• [ACTIVITY] When you write the records again, keep every line exactly as it was.
== PROVIDED MATERIAL ==
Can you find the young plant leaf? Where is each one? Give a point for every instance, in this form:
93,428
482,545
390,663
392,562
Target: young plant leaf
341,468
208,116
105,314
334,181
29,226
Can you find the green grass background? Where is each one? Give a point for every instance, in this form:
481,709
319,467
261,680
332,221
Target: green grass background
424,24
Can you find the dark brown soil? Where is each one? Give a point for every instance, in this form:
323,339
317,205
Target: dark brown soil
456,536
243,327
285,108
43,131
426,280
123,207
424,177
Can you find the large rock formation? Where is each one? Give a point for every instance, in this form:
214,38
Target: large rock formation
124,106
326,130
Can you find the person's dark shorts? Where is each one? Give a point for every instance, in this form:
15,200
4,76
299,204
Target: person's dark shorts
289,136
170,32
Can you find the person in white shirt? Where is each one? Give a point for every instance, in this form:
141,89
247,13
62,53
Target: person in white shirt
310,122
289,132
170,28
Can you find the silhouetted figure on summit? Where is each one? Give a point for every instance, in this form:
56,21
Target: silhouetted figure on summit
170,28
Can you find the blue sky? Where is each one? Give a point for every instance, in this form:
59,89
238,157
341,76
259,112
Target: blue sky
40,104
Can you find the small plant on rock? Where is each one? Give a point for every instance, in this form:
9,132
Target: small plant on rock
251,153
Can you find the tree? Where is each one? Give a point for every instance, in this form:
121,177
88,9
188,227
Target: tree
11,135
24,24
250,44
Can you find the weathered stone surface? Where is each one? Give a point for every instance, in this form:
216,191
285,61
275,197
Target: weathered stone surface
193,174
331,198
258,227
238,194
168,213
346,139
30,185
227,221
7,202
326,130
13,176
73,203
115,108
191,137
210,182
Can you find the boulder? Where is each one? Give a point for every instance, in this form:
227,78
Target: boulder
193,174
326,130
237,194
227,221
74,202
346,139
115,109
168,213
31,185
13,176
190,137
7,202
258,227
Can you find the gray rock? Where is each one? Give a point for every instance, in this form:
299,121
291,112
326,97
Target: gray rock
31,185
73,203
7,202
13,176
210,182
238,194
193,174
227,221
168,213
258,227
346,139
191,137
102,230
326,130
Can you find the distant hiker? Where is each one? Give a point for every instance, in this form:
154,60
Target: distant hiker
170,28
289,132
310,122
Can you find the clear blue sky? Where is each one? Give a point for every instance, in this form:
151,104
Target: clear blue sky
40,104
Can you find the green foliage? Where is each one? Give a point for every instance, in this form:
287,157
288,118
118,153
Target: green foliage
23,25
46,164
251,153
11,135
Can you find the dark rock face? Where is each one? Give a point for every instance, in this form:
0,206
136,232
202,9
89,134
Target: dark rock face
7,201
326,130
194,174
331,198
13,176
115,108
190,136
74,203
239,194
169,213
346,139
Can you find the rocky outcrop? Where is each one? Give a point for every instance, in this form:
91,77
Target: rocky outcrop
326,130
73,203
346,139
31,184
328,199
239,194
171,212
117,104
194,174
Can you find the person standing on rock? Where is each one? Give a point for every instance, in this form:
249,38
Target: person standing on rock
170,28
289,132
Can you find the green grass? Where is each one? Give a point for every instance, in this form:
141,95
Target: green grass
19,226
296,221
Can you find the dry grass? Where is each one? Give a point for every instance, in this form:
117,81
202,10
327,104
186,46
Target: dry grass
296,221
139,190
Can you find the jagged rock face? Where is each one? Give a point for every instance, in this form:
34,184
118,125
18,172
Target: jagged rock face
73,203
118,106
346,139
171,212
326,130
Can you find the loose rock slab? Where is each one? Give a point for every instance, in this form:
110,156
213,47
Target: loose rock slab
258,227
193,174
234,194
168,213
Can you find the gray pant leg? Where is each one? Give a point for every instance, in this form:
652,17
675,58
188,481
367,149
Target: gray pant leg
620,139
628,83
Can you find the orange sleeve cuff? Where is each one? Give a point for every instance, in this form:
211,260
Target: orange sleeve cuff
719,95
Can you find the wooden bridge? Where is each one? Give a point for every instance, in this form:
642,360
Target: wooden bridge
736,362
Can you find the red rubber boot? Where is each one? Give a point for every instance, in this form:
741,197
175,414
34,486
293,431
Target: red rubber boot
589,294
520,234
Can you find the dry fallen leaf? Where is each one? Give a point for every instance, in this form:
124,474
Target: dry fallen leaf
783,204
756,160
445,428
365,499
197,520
===
• [TASK SOLUTION]
Can you find the young plant leaf? Where is each one? Give a point for every instance, in this form:
93,428
482,545
390,663
392,562
Target: young plant leaf
341,468
208,116
105,314
334,181
29,226
Can you find the green grass background? Where is each one? Give a point for every instance, in this form:
481,709
319,467
261,680
332,221
Target: green grass background
424,24
Can you find the dark brown soil? Where is each one? Give a point for every instance, in this form:
323,339
317,205
Target: dark brown soil
456,536
243,327
285,108
43,131
426,280
123,207
424,177
Can you find the large rock formation? Where is each one? Give a point for every instance, in this form:
214,38
Target: large rock formation
124,106
326,130
Can you find the person's dark shorts? Where is each one? Give a point for every instance, in this form:
15,200
4,76
299,204
Target: person's dark shorts
289,136
170,32
Can you find the person in white shirt? Where is each one? Give a point for every instance, in this form:
141,89
247,13
62,53
Target: person in white shirt
310,122
289,132
170,28
Can you find the silhouetted figure on summit? Where is each one? Give a point for every instance, in this form:
56,21
Target: silhouetted figure on summit
170,28
Can you find the blue sky? Where is each one? Give a point for every instance, in this form:
59,89
238,157
341,76
259,112
Target: blue sky
40,104
Can you find the small plant on rock? Where is each one? Give a point for every instance, in this form:
9,132
Target: small plant on rock
251,153
Can you find the tree? Where is each one? Give a point for every instance, in this form:
121,177
88,9
188,227
Target: tree
11,135
24,24
250,44
Can you find the weathered stone surface? Where is each one? Give a point for every instance, in this form:
216,191
285,61
275,197
Target: weathered stone surface
193,174
331,198
258,227
238,194
168,213
346,139
30,185
227,221
7,202
326,130
13,176
73,203
115,108
191,137
210,182
Can you find the boulder? Where is each one? Give a point for every instance, in this form:
227,78
Target: boulder
193,174
326,130
237,194
227,221
74,202
346,139
115,109
168,213
31,185
13,176
190,137
7,202
258,227
Can you find the gray rock? Where is each one? Give a point for every instance, in this form:
299,121
291,112
326,97
Target: gray rock
31,185
73,203
7,202
13,176
210,182
238,194
193,174
227,221
168,213
258,227
346,139
191,137
102,230
326,130
Can you find the distant hiker? Where is each one? Give a point for every instance, in this form:
154,60
Target: distant hiker
170,28
289,132
310,122
Can you find the clear blue sky? Where is each one? Give a point for every instance, in this form:
151,104
Target: clear blue sky
40,104
Can you find the green foliage? Where is each one? Give a point for every instance, in this form:
287,157
288,118
118,153
Target: green foliage
23,25
46,164
251,153
11,135
Can you find the dark rock face? Where is each one? Give a point for every instance, in this form:
0,206
136,232
202,9
89,134
Target: dark rock face
7,201
326,130
194,174
331,198
13,176
115,108
190,136
74,203
239,194
169,213
346,139
Can you find the rocky outcrop? Where is each one? Give a point for every instance, in this form:
91,77
Target: rocky outcrop
326,130
73,203
346,139
31,184
328,199
239,194
171,212
117,104
194,174
Can you find the person standing on rock? Where is each one? Give a point for every instance, in this form:
249,38
Target: person standing on rock
170,28
289,132
Can you find the green grass? Where is each one? Give a point for every instance, in this form:
141,95
Target: green grass
19,226
296,221
Can you find the dry grass? Where is each one? Give a point for every instance, in this form:
117,81
202,10
327,104
186,46
Target: dry grass
296,221
139,190
Can you find the jagged rock face? Where is each one? Give a point for every instance, in this form:
34,184
118,125
18,172
Target: jagged rock face
73,203
118,106
346,139
171,212
326,130
Can you find the loose rock slab? Where is each one? Give a point for every instance, in this form:
110,156
213,47
Target: loose rock slab
258,227
193,174
234,194
168,213
Can you find the gray pant leg? Where is each one? Give a point for every instance, in this form:
652,17
675,58
188,481
367,149
Target: gray pant leg
620,139
628,83
Can you find the orange sleeve cuff? Where is each one? Give a point for every instance, in this form:
211,260
Target: orange sleeve cuff
719,95
Can you find the wooden bridge? Where is each one? Give a point for every instance, in this form:
642,360
Target: wooden bridge
736,362
Can you find the red rubber boot? Where is each one? Give a point for every instance, in this form:
741,197
175,414
34,486
293,431
Target: red rubber boot
589,294
520,234
Can you find the dry fallen leaf? Where is each one? Give a point for every instance, in this form:
124,474
Target: dry fallen leaf
783,204
756,160
445,428
365,499
197,520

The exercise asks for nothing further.